(EXERCISE PROMPT):
Begin with the line in which "casing, written as integer pixel values." appears and end with the final line of the entries. Retype each one exactly and add nothing.

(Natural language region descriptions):
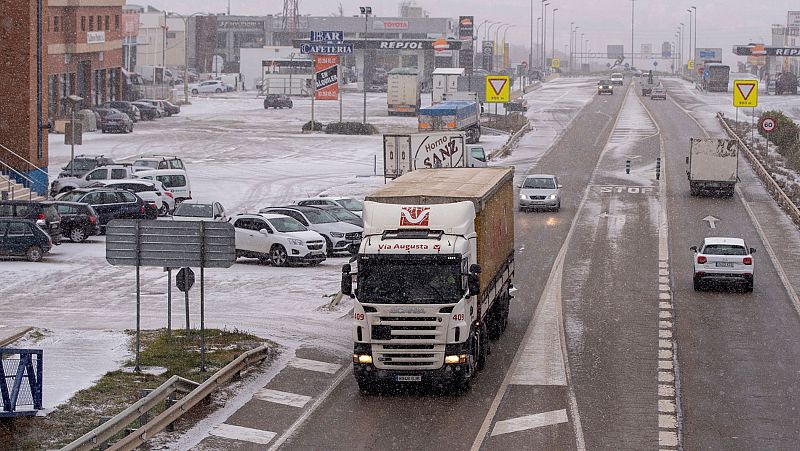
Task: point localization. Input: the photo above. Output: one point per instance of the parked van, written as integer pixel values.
(174, 180)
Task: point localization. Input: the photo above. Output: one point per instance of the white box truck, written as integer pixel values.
(407, 152)
(434, 276)
(713, 165)
(403, 93)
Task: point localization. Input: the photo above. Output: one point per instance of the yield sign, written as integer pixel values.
(498, 89)
(745, 93)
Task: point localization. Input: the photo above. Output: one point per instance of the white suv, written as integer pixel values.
(723, 260)
(277, 239)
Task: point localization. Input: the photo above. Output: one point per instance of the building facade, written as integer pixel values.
(84, 52)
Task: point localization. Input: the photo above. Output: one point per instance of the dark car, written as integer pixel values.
(108, 203)
(112, 120)
(41, 213)
(277, 101)
(124, 107)
(147, 111)
(22, 237)
(78, 221)
(82, 164)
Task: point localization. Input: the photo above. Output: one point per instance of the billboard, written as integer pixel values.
(615, 51)
(326, 77)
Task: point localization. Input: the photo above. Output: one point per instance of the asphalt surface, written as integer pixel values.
(608, 345)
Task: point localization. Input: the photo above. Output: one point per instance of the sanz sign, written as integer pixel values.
(326, 36)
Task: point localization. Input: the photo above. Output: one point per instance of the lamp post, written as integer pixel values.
(366, 11)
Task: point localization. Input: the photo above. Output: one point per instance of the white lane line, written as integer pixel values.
(251, 435)
(314, 365)
(282, 397)
(527, 422)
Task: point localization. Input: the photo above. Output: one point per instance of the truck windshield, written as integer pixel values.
(409, 281)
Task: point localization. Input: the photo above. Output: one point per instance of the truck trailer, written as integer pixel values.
(713, 165)
(434, 277)
(453, 115)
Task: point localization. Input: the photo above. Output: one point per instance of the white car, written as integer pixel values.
(277, 239)
(208, 86)
(723, 260)
(193, 210)
(354, 205)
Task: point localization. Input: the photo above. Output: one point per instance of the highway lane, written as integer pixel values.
(424, 419)
(738, 354)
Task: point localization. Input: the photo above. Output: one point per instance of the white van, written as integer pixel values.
(174, 180)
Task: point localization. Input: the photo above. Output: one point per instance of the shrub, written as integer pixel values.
(317, 126)
(785, 135)
(350, 128)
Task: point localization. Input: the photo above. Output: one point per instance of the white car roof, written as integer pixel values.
(723, 240)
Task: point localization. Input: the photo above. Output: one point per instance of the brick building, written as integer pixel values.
(84, 51)
(23, 143)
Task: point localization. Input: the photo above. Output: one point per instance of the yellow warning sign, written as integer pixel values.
(745, 93)
(498, 89)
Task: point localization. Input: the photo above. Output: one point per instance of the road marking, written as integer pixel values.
(314, 365)
(251, 435)
(530, 422)
(712, 221)
(282, 397)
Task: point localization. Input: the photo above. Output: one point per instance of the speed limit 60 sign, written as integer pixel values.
(768, 125)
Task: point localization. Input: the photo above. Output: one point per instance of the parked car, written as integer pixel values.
(277, 239)
(193, 210)
(540, 191)
(722, 259)
(78, 221)
(112, 120)
(339, 236)
(125, 107)
(146, 189)
(43, 214)
(277, 101)
(109, 203)
(354, 205)
(174, 180)
(22, 237)
(82, 164)
(208, 86)
(342, 214)
(147, 111)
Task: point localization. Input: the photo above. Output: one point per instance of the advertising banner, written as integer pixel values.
(326, 77)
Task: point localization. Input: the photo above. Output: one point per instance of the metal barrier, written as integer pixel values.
(20, 381)
(770, 184)
(194, 394)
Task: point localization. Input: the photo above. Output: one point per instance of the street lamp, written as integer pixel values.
(366, 11)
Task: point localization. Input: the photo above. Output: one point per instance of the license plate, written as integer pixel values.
(408, 378)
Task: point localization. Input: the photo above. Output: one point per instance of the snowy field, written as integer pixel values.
(247, 158)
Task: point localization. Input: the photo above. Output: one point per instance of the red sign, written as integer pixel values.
(415, 216)
(326, 77)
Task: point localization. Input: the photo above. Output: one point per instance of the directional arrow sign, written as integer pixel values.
(712, 221)
(745, 93)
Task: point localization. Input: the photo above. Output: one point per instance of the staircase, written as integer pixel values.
(15, 191)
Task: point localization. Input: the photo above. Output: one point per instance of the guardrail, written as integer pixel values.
(770, 184)
(194, 394)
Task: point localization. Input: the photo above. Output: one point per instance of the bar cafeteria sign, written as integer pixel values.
(326, 70)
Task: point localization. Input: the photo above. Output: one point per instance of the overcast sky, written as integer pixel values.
(722, 23)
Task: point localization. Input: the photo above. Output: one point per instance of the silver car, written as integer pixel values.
(540, 191)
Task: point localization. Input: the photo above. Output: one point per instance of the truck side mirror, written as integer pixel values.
(347, 280)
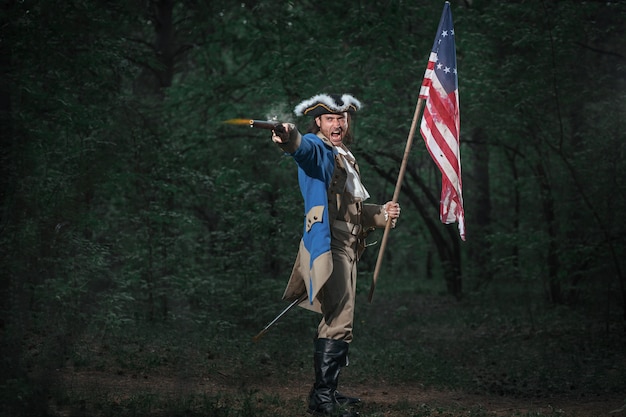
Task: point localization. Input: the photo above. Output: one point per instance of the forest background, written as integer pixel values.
(138, 231)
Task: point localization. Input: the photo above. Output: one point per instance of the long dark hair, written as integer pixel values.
(347, 140)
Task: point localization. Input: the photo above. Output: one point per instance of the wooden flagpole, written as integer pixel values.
(396, 194)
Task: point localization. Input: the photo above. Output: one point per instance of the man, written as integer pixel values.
(336, 222)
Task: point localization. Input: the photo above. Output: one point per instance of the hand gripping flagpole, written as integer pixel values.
(396, 194)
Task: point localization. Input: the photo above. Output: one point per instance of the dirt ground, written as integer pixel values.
(378, 398)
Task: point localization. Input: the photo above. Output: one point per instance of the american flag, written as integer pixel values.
(440, 124)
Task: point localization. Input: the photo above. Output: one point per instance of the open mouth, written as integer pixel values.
(335, 134)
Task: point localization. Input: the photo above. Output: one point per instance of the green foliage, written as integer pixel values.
(127, 203)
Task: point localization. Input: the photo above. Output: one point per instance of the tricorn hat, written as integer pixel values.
(327, 103)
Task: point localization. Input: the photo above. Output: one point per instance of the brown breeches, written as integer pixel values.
(338, 295)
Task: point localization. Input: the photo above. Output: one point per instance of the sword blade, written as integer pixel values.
(281, 314)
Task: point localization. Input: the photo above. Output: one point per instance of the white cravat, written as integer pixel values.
(353, 184)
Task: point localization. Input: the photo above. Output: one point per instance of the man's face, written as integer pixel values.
(333, 126)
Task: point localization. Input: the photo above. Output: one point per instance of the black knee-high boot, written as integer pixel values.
(329, 356)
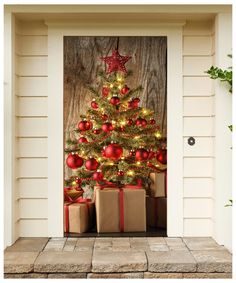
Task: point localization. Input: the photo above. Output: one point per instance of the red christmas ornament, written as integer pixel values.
(98, 176)
(152, 121)
(116, 62)
(96, 131)
(85, 125)
(74, 161)
(104, 117)
(113, 151)
(78, 181)
(124, 90)
(144, 122)
(161, 156)
(107, 127)
(141, 154)
(105, 91)
(115, 100)
(82, 139)
(91, 164)
(151, 154)
(94, 104)
(138, 122)
(129, 122)
(120, 173)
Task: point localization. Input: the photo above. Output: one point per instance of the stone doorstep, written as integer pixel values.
(109, 261)
(145, 275)
(19, 262)
(59, 262)
(171, 261)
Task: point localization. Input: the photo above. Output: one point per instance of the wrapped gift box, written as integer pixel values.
(109, 210)
(78, 217)
(156, 212)
(158, 184)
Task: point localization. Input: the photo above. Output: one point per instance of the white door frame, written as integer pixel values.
(56, 31)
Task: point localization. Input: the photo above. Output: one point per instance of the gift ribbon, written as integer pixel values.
(121, 188)
(66, 209)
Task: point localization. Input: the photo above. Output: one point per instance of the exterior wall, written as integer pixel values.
(198, 121)
(32, 129)
(31, 124)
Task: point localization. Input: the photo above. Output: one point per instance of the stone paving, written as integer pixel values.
(142, 257)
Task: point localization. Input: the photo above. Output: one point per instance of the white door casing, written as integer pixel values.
(56, 31)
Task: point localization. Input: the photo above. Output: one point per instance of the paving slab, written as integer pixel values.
(201, 244)
(214, 275)
(63, 262)
(150, 275)
(158, 248)
(171, 261)
(213, 261)
(67, 275)
(25, 275)
(19, 262)
(107, 261)
(28, 245)
(130, 275)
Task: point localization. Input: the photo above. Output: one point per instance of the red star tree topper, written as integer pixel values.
(116, 140)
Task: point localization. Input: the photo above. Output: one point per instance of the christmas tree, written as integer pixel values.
(116, 140)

(RESULT OF THE TASK):
Task: point localization. Input: the photo above. Output: one point per instance of the white door casing, written as integer pixel values.
(56, 31)
Task: point localization. Input: the photo above. Output: one point per instance of the paving slab, written as integer pixel values.
(201, 244)
(214, 275)
(63, 262)
(150, 275)
(158, 248)
(171, 261)
(213, 261)
(67, 275)
(25, 275)
(19, 262)
(107, 261)
(28, 245)
(130, 275)
Task: point localization. Input: the photo above. Output: one point per instance of the red star tree topper, written as integer pixel values.
(116, 140)
Task: point localization. Input: the photo above. Output: one point per instance of the christmas tree, written as integer pixel values.
(116, 140)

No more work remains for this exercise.